**The data:**

+--

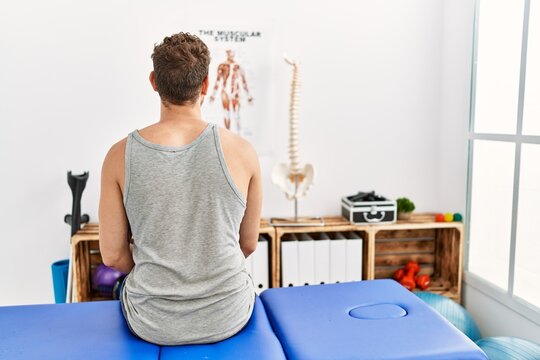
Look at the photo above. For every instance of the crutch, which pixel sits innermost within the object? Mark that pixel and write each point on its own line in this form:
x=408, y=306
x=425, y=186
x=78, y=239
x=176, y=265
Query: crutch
x=77, y=183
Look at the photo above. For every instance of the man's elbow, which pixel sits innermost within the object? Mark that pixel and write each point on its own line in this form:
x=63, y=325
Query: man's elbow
x=249, y=249
x=116, y=263
x=111, y=261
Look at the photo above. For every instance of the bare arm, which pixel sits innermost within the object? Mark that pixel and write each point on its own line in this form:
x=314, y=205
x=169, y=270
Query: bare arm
x=249, y=228
x=114, y=231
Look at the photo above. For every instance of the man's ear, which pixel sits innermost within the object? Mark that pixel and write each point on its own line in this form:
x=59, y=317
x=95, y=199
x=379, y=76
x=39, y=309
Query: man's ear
x=153, y=80
x=204, y=88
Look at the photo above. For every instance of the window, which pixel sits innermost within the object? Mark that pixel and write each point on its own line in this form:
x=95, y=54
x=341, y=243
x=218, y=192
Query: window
x=504, y=145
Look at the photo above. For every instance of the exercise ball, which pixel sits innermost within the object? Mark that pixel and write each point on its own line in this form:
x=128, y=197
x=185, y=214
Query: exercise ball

+--

**What to do:**
Give back each entry exactly as it appears, with no pictures.

**Exercise answer:**
Look at the photo above. For every instance of the crutch, which pixel sits innermost within the object? Mark that pixel and write each point on its own line in this form:
x=408, y=306
x=425, y=186
x=78, y=239
x=176, y=265
Query: crutch
x=77, y=183
Look at the photo above. For every instance of the man's elbow, which pixel sits innermost within the object? Mark that pixel and write each point on its own line in this form:
x=63, y=325
Query: man's elbow
x=249, y=249
x=116, y=263
x=111, y=261
Look at the photo above. For every instance of the bare arm, which pixel sits innermost within the object? Mark that pixel and write each point on its own line in this form:
x=314, y=205
x=169, y=270
Query: bare arm
x=249, y=228
x=114, y=231
Look at the photo above. For every instance of the man's ear, which pixel sits innermost within the object? Mark that pixel and write each point on its own line in this form:
x=59, y=317
x=95, y=199
x=379, y=76
x=39, y=309
Query: man's ear
x=153, y=80
x=204, y=88
Look at the photo above. For every instance of the window, which pixel sits innermost within the object? Mark that pixel and write each point on its own line in this form:
x=95, y=54
x=341, y=243
x=218, y=192
Query: window
x=504, y=145
Look at the photo above. For every instance of the exercise ball, which pixel sits innermost within the object? Mark that pixel and write each point on its own line in this form:
x=128, y=197
x=185, y=214
Query: exercise ball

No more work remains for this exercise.